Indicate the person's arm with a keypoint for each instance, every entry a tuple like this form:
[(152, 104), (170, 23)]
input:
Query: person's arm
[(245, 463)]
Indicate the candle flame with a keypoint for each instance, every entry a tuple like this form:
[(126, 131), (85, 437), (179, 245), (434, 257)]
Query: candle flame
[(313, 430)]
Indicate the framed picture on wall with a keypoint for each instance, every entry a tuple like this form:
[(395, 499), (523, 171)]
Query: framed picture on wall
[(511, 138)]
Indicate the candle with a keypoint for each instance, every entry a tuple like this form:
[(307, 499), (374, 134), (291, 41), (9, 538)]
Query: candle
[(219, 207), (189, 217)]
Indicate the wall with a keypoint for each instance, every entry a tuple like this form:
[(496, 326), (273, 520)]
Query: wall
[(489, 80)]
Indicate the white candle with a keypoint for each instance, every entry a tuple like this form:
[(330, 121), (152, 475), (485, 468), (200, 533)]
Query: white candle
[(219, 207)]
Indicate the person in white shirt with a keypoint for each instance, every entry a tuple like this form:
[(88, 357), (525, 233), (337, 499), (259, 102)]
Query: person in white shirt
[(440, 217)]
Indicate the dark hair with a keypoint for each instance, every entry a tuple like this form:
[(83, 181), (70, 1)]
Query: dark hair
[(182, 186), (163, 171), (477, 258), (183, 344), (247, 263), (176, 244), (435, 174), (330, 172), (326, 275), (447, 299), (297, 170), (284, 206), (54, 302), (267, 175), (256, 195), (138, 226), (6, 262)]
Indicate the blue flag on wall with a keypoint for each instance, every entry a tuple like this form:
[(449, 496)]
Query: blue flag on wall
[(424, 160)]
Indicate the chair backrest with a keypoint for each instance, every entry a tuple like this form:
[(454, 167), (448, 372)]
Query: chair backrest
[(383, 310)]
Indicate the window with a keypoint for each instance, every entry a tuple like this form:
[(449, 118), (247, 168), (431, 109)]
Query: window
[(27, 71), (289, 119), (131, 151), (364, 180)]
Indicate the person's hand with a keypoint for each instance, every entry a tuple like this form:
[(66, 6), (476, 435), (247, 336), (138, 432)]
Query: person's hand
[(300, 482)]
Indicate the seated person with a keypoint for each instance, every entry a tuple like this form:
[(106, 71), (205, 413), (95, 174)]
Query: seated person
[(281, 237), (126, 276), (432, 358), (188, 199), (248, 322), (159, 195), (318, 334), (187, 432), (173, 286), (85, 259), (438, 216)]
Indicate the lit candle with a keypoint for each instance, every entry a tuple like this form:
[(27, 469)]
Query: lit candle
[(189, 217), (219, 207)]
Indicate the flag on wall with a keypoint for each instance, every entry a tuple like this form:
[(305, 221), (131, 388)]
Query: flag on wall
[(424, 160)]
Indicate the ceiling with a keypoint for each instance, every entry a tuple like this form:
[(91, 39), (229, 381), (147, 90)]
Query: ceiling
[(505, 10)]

══════════

## Task to carry out
Reproduce each of the records above word for word, in the same order, with nothing changed, added, or left out.

## Exercise answer
Indicate the person's arm with a keypoint for each instance, every entry a tuple like this form:
[(152, 104), (170, 23)]
input:
Query: person's arm
[(245, 463)]
Indicate the candle flame with a keypoint for each instance, every entry a tuple like this form:
[(126, 131), (85, 437), (179, 245), (434, 257)]
Query: candle flame
[(313, 430)]
Indicate the framed picture on wall with a keypoint for each instance, every entry a tuple like this form:
[(395, 499), (523, 171)]
Query: framed picture on wall
[(511, 138)]
Indicate the candle with a keypoint for each instance, every entry a tuple like this form:
[(307, 499), (374, 134), (291, 41), (9, 538)]
Query: candle
[(219, 207), (189, 217)]
Indicate the wall with a keypoint for each instance, every entry a tuple like this form:
[(496, 326), (273, 520)]
Query: wall
[(489, 80)]
Indicate the white candle with a keypoint for each instance, every entry a tuple like this form:
[(330, 121), (152, 475), (485, 468), (200, 533)]
Query: white candle
[(219, 207)]
Indicate the person in white shirt with a keypoint for each instance, every entry a tuple like this form:
[(88, 357), (525, 233), (337, 499), (259, 102)]
Query: person in white shirt
[(440, 217)]
Indicate the dark hair with a keypoint for each instance, every entry a tuple like this form:
[(83, 181), (70, 1)]
Query: dark hair
[(182, 186), (163, 171), (477, 258), (183, 344), (247, 263), (176, 244), (435, 174), (330, 172), (326, 275), (447, 299), (297, 170), (284, 206), (54, 302), (267, 175), (256, 195), (138, 226), (6, 262)]
Indicate the blue flag on wall with a keypoint for each instance, every entry a tuple like this form:
[(449, 496)]
Query: blue flag on wall
[(424, 160)]
Indicate the chair backrest with a keypoint for each instance, every entry a tuple like this form:
[(454, 167), (448, 372)]
Query: chair backrest
[(383, 310)]
Indicate the window with a keypoint for each instance, every entry a tuple like this form:
[(449, 118), (247, 168), (431, 109)]
Query: window
[(27, 71), (289, 119), (131, 151), (364, 180)]
Indicate the person's hand with a keypoint for each instance, every entry a tuple like this form:
[(66, 6), (476, 435), (247, 336), (138, 432)]
Query: person's hand
[(300, 482)]
Indicate the seated person with a keypoint for each instance, every entry a tuple like this form:
[(106, 71), (205, 413), (95, 174)]
Query: seated person
[(281, 237), (126, 276), (432, 358), (188, 199), (248, 322), (159, 195), (318, 334), (187, 432), (173, 286), (85, 259), (438, 216)]
Indicate the lit candle with a keypoint for each instance, every entry a tuple like this form:
[(27, 469)]
Query: lit candle
[(189, 217), (219, 207)]
Indicate the flag on wall with a keypoint for each instance, every entry a tuple like this form:
[(305, 221), (131, 388)]
Query: flag on wall
[(424, 160)]
Indicate the ceiling with a keypoint for each instance, every entry a tuple like this form:
[(91, 39), (229, 381), (147, 90)]
Query: ceiling
[(505, 10)]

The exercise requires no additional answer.